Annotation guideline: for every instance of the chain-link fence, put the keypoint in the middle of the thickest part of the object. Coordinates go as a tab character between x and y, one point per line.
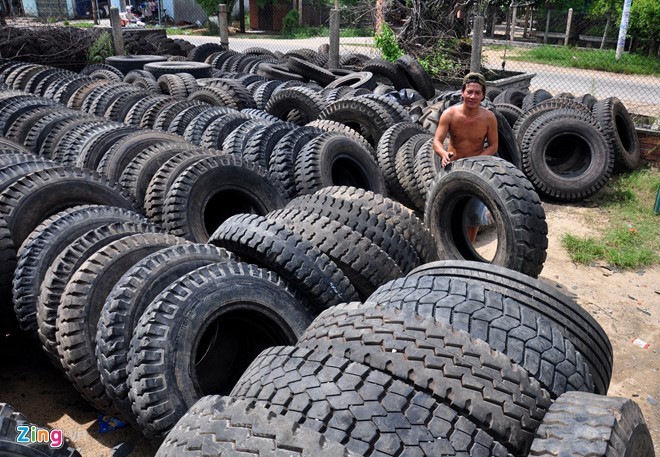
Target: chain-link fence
559	50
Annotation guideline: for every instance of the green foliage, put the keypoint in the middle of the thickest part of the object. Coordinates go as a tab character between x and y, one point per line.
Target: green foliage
100	49
440	61
631	239
290	22
591	59
386	42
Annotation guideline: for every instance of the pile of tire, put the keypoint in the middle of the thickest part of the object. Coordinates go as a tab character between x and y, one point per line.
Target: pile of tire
266	224
433	363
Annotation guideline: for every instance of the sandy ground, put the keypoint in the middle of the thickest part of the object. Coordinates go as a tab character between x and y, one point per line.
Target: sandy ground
626	304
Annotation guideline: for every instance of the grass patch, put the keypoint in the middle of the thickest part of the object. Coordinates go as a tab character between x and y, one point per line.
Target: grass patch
589	59
632	238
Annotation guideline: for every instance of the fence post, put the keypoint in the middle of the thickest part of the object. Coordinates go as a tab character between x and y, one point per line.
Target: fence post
513	23
117	38
477	42
623	29
333	56
222	24
568	26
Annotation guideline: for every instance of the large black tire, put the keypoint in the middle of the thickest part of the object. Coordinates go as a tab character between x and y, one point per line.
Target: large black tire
576	324
527	337
432	357
81	304
62	269
132	62
299	105
45	243
139	171
281	164
364	220
418	78
197	69
262	142
164	177
204	330
126	303
212	189
199	123
405	168
619	129
119	155
365	264
269	244
549	105
334	159
369	411
393	214
363	115
580	424
217	425
388	145
515	207
566	155
40	194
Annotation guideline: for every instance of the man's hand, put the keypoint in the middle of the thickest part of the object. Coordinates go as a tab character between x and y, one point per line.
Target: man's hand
446	158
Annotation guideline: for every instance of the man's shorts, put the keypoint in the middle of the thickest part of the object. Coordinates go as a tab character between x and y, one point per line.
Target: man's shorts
475	213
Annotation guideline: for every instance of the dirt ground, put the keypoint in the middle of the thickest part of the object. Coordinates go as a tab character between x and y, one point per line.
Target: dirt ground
627	305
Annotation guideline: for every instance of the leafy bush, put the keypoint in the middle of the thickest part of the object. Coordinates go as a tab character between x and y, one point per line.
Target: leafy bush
386	42
290	21
100	49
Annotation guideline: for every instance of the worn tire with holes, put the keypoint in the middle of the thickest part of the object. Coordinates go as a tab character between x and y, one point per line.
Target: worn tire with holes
214	188
431	356
515	207
526	336
126	302
619	129
269	244
82	302
250	307
45	243
566	155
576	323
217	425
365	264
369	411
333	159
64	266
580	424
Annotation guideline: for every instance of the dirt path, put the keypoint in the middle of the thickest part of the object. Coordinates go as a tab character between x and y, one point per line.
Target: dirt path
627	305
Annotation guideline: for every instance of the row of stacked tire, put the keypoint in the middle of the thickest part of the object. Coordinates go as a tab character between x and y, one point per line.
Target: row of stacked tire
324	250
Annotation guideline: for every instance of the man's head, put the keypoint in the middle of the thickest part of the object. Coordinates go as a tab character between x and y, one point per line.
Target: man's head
476	78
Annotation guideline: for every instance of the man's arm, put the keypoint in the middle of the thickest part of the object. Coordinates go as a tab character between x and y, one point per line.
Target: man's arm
491	136
440	136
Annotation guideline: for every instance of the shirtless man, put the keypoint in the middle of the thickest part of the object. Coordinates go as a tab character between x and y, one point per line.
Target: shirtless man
468	125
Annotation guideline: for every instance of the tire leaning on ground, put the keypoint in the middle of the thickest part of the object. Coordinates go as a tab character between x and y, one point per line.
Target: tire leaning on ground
205	329
619	129
526	336
214	188
566	156
216	425
582	424
333	159
515	207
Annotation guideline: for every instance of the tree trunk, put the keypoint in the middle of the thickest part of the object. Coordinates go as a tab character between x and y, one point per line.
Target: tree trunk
607	28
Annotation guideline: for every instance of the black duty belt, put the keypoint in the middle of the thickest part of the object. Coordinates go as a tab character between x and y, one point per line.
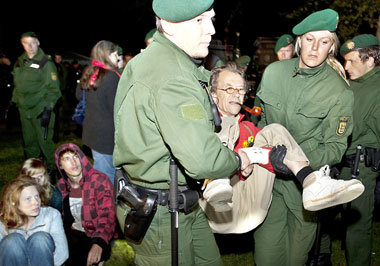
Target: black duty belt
162	194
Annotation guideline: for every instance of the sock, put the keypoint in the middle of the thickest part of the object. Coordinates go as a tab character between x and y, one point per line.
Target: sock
303	173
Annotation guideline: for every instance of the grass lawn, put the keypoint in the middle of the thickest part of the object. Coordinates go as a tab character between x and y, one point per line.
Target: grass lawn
237	253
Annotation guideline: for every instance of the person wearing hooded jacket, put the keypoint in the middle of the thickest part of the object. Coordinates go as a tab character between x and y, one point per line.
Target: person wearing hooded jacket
88	209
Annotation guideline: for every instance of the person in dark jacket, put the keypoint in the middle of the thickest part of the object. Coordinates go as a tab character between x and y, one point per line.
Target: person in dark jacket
100	80
88	208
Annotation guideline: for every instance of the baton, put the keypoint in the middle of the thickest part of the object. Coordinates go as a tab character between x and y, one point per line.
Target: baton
355	170
173	209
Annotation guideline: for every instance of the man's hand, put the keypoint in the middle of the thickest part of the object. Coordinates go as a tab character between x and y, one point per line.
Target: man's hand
94	254
276	158
246	168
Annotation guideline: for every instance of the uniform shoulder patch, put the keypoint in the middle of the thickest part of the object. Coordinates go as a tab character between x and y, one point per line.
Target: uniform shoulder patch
342	125
53	76
192	111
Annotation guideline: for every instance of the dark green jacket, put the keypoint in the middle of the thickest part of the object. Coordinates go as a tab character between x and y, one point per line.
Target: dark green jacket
36	84
315	105
161	109
366	130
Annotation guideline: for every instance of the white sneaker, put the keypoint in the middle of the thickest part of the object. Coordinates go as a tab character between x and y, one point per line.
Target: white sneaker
320	191
218	194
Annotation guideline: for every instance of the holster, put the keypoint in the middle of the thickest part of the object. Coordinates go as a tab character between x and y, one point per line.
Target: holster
142	207
143	204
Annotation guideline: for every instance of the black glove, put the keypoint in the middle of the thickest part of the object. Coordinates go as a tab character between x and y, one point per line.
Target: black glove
276	158
45	117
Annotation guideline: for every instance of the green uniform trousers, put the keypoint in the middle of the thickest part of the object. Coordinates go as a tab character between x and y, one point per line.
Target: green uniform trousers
34	141
288	232
358	218
196	242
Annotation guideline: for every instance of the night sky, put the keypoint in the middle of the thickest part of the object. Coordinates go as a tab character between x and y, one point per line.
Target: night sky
77	26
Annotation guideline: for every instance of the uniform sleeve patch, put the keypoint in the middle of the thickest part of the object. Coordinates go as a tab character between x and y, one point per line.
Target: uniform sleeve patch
342	125
53	76
192	111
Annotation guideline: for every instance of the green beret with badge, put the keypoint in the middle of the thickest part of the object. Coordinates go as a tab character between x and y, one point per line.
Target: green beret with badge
283	41
326	19
180	10
29	34
359	42
243	60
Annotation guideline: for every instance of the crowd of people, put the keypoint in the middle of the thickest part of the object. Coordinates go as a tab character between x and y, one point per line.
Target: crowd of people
313	152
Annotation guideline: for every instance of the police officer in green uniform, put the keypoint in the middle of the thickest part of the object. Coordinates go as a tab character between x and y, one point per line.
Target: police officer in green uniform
163	111
362	60
308	97
284	47
36	91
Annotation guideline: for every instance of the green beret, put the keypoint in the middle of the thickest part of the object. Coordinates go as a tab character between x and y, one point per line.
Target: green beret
180	10
150	34
29	34
360	41
243	60
283	41
326	19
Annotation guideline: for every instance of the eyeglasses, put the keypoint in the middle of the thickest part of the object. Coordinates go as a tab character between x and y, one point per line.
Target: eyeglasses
231	90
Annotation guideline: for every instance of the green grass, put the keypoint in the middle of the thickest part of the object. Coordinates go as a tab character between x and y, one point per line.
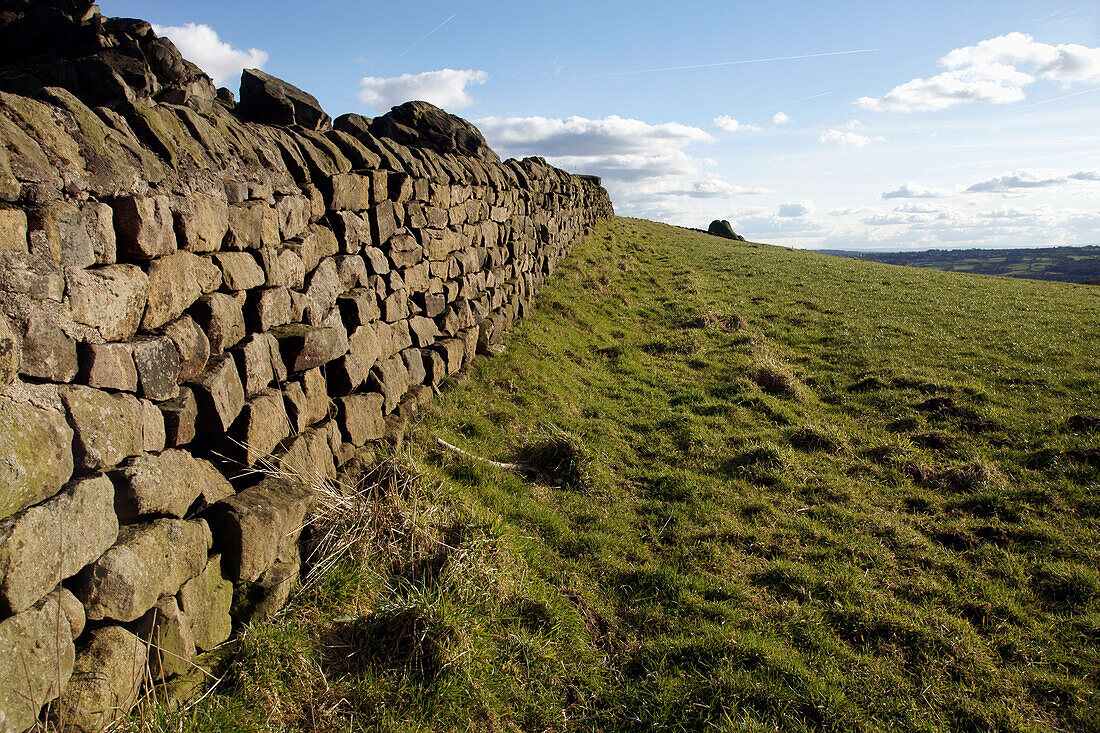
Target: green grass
787	492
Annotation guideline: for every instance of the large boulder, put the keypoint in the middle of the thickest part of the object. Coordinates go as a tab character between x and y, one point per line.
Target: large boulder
274	101
723	228
420	124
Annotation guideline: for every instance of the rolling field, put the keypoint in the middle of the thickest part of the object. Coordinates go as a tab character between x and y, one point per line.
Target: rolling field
754	489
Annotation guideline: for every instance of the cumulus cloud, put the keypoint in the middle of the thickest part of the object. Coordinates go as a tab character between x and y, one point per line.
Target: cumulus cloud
199	43
795	209
994	70
444	88
916	190
727	123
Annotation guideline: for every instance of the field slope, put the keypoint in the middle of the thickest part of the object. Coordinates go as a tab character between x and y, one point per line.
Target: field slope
765	490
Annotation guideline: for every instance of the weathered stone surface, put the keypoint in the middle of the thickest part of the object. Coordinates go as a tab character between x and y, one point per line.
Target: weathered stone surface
35	455
240	271
176	282
158	369
222	319
107	679
36	656
360	417
143	225
149	560
219	394
168	483
261	600
107	427
420	124
53	540
180	416
13	230
306	347
108	367
11	353
168	634
254	526
193	346
206	601
47	352
391	378
201	221
267	99
261	426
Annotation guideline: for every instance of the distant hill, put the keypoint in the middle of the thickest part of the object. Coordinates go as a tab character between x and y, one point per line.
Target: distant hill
1067	264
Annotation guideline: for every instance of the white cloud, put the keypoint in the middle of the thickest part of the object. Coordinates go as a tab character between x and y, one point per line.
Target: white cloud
916	190
994	70
1032	178
844	138
200	44
795	209
444	88
727	123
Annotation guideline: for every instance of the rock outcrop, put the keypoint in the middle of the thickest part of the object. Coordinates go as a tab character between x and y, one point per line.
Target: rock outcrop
189	288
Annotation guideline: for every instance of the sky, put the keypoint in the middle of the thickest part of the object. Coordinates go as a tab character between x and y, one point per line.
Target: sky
856	124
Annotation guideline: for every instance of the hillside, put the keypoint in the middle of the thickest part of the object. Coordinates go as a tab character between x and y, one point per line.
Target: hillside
1067	264
767	490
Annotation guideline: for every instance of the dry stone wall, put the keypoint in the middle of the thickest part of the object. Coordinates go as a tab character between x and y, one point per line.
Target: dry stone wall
184	294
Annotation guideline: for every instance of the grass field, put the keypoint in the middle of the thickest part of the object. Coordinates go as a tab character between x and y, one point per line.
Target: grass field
765	490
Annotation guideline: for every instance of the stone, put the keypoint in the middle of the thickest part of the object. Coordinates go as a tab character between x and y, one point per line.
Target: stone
391	378
193	346
221	317
420	124
219	394
306	347
36	656
150	560
256	525
168	483
107	679
167	632
271	100
206	601
11	353
201	221
175	282
240	271
107	427
271	307
158	370
108	367
262	425
360	417
143	226
261	600
35	455
309	456
53	540
13	230
722	228
180	416
152	434
110	299
47	353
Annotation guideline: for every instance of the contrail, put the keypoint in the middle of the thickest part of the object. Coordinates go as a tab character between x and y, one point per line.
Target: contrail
734	63
1047	101
425	36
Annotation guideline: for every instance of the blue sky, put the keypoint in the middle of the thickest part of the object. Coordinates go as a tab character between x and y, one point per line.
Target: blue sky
837	124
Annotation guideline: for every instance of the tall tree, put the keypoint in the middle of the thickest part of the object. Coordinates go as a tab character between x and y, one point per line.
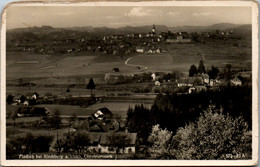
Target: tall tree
193	70
139	121
227	72
91	85
22	99
201	68
160	140
213	72
72	120
9	99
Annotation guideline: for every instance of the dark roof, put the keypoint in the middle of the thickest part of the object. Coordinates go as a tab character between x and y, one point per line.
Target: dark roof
105	111
130	136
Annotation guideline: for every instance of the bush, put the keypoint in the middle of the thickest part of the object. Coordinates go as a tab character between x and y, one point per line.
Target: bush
213	136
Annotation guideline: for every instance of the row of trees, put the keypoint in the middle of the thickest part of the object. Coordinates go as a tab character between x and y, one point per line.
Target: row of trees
175	111
27	145
213	72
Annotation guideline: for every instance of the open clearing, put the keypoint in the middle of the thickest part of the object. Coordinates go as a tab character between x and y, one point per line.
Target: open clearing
62	69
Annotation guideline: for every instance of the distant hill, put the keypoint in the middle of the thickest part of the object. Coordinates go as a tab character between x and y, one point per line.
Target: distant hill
237	28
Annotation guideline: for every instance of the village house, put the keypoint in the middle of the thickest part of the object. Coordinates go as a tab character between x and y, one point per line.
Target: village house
139	50
105	146
102	114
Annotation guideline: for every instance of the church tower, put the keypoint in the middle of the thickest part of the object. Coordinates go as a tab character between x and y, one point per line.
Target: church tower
153	30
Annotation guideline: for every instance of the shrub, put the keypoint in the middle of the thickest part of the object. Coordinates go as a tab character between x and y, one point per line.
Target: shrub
213	136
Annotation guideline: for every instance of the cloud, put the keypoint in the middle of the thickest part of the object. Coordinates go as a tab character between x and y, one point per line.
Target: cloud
138	11
201	14
173	13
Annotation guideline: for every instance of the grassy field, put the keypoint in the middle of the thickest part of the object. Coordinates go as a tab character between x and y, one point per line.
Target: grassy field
64	69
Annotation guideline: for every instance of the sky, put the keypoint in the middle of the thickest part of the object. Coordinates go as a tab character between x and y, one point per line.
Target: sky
112	16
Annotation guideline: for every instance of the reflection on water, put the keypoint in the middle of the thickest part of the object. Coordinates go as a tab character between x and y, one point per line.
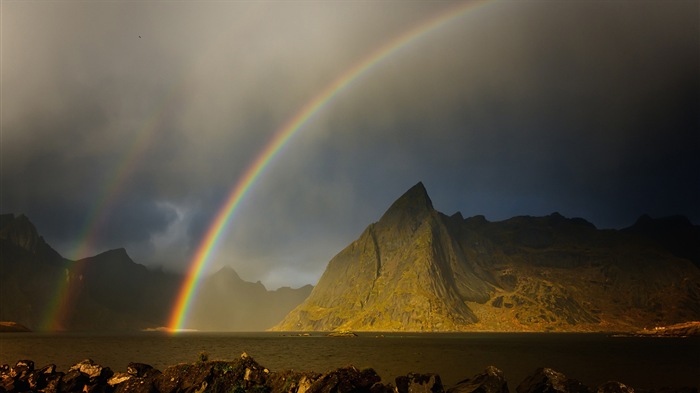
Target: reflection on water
590	358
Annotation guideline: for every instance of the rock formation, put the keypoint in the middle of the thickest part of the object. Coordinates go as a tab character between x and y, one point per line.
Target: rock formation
109	291
419	270
245	375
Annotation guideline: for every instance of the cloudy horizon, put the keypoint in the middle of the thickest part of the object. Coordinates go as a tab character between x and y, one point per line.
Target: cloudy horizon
133	121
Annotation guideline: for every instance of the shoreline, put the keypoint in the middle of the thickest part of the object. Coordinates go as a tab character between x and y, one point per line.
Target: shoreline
245	375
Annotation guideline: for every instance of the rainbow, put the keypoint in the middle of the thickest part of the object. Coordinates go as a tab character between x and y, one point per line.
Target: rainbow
213	235
67	289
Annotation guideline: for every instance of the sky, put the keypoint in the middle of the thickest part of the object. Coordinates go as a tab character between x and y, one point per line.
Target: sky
126	124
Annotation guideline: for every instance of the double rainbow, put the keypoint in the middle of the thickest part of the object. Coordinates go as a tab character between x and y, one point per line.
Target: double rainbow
213	235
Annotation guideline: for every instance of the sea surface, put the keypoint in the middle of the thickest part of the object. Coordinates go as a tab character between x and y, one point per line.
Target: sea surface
641	362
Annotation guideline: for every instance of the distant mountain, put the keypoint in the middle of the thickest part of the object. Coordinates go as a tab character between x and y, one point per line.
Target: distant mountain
109	291
419	270
250	307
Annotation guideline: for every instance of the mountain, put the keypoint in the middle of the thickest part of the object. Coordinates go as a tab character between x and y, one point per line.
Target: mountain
417	269
42	290
251	306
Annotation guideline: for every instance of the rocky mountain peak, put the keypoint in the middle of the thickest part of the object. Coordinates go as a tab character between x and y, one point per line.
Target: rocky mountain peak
414	202
20	232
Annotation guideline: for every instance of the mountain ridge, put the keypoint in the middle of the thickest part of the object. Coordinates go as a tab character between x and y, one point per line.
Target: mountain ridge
109	291
417	269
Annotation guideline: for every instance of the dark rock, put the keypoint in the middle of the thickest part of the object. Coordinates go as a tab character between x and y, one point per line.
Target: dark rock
94	372
614	387
546	380
289	381
490	381
345	380
133	384
73	381
419	383
22	369
52	383
141	370
7	383
38	379
241	374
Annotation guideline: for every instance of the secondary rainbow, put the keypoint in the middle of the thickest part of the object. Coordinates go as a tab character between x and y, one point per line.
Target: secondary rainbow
65	292
224	214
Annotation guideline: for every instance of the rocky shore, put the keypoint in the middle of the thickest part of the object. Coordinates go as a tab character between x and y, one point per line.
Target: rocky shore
245	375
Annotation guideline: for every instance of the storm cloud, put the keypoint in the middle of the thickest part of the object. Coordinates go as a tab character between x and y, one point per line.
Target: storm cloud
131	122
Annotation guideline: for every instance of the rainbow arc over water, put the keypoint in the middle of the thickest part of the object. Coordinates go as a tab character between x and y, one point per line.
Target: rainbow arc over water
218	227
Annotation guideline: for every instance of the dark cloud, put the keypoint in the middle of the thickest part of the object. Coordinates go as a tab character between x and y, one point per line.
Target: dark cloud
589	109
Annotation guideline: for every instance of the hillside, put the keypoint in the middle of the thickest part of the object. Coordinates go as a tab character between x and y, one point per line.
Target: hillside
419	270
44	291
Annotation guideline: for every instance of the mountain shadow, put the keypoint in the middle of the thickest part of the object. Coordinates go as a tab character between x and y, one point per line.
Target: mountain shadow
110	292
417	269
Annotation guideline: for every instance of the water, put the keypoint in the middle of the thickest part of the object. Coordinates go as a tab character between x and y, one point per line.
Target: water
645	363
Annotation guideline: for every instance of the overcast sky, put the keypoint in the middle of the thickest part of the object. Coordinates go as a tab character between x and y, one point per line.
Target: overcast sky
133	120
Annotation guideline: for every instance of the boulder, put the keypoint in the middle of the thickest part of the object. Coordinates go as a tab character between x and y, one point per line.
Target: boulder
73	381
489	381
614	387
419	383
344	380
289	381
546	380
38	379
141	370
93	371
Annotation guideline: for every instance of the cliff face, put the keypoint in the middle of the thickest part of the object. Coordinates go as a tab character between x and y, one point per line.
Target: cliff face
42	290
419	270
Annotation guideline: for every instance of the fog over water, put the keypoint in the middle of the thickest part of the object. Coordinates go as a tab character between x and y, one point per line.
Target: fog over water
126	124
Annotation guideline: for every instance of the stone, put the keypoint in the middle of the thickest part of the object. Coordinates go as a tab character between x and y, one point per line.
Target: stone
614	387
490	381
546	380
141	370
419	383
73	381
93	371
344	380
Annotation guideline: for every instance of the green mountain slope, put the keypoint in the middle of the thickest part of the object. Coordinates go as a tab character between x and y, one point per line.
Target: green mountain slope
419	270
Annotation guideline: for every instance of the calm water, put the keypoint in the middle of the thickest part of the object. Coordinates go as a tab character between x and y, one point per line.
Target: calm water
590	358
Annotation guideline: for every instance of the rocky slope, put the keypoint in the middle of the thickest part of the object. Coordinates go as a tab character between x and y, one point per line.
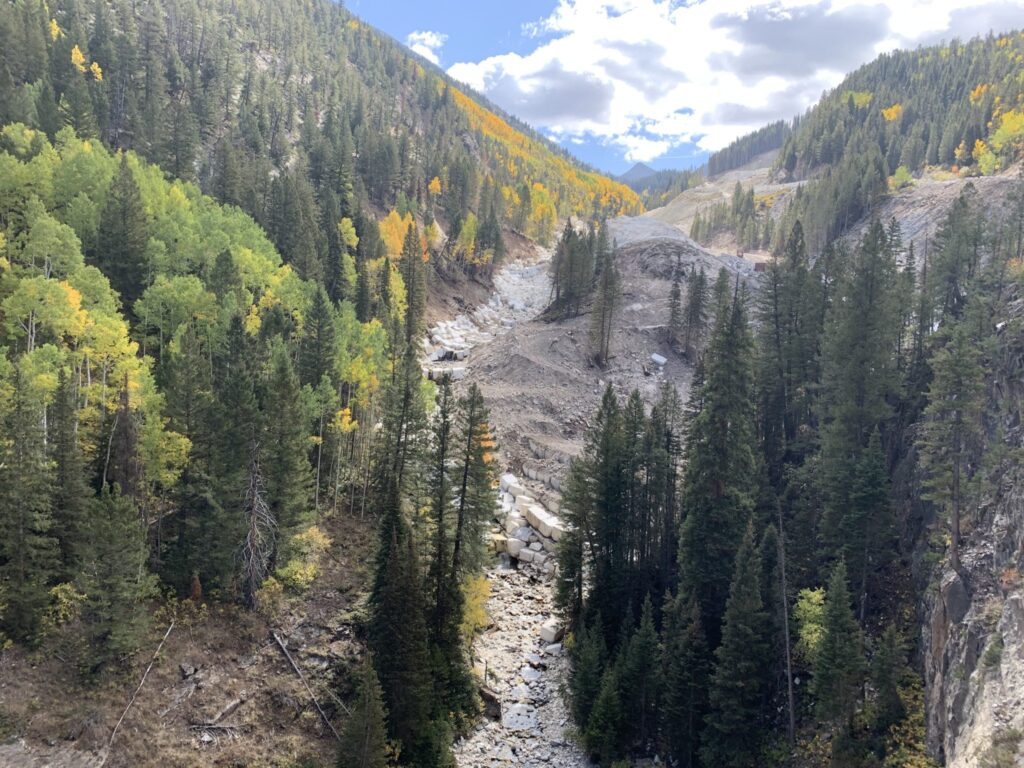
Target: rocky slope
973	634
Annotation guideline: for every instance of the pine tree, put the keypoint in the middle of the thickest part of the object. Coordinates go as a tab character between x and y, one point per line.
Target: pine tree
888	667
686	663
718	483
475	477
114	578
735	722
364	739
603	736
28	548
71	492
674	330
123	237
839	664
605	301
285	466
642	673
318	342
588	654
397	635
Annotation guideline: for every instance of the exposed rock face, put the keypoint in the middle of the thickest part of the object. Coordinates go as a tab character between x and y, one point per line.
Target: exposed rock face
973	636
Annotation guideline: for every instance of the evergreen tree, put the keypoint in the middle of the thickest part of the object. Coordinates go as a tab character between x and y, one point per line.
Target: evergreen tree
735	721
398	639
364	739
720	471
71	492
285	467
28	548
114	578
695	318
839	664
674	329
949	439
605	302
320	339
685	662
641	673
123	237
588	654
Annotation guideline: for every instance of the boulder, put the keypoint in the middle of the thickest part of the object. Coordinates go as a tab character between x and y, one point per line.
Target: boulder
552	631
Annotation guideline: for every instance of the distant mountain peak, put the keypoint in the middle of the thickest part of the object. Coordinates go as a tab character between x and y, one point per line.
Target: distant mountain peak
638	173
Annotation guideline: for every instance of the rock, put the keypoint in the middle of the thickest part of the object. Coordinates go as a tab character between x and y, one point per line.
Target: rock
552	631
492	704
529	674
519	717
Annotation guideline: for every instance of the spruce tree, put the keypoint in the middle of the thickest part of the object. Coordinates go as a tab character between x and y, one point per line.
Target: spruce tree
839	663
686	663
318	340
718	483
71	492
29	551
114	578
588	655
674	329
735	721
364	739
123	237
952	428
641	672
285	465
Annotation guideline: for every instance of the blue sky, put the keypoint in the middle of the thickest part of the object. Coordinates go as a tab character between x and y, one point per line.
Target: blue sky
666	82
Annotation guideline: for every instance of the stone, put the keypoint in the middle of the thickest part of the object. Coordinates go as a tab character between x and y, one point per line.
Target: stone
519	717
523	534
529	674
552	631
492	704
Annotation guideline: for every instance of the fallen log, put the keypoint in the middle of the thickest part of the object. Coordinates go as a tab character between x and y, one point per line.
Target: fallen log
309	690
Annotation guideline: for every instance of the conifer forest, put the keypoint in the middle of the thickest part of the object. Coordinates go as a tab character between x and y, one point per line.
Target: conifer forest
348	420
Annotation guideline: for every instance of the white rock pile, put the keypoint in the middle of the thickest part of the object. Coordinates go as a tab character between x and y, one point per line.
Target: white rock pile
520	292
530	531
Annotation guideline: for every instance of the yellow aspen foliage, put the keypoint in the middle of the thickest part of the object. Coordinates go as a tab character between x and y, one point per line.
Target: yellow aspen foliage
393	229
346	230
893	114
78	58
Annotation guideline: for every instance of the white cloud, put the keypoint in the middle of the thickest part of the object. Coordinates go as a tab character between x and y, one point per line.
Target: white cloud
427	44
649	75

STATED PROBLEM:
Print nothing but the lines from the line with "Annotation guideline: for every instance of the yellow" to the last line of the records above. Both of those lines count.

SOLVED EXERCISE:
Annotation guideline: for every instance of the yellow aspen foliage, put the keypoint in the middle of the thickest part of the object. Coordinates go as a tab character between x and y, one point per line.
Target: yellow aspen foliage
393	229
346	230
893	114
78	58
Annotation guideline: for every instance of the white cloud, put the keypoint in the middle of the thickest part of the object. Coordinates go as a tab character between x and y, one point per line.
Target: white cloud
427	44
649	75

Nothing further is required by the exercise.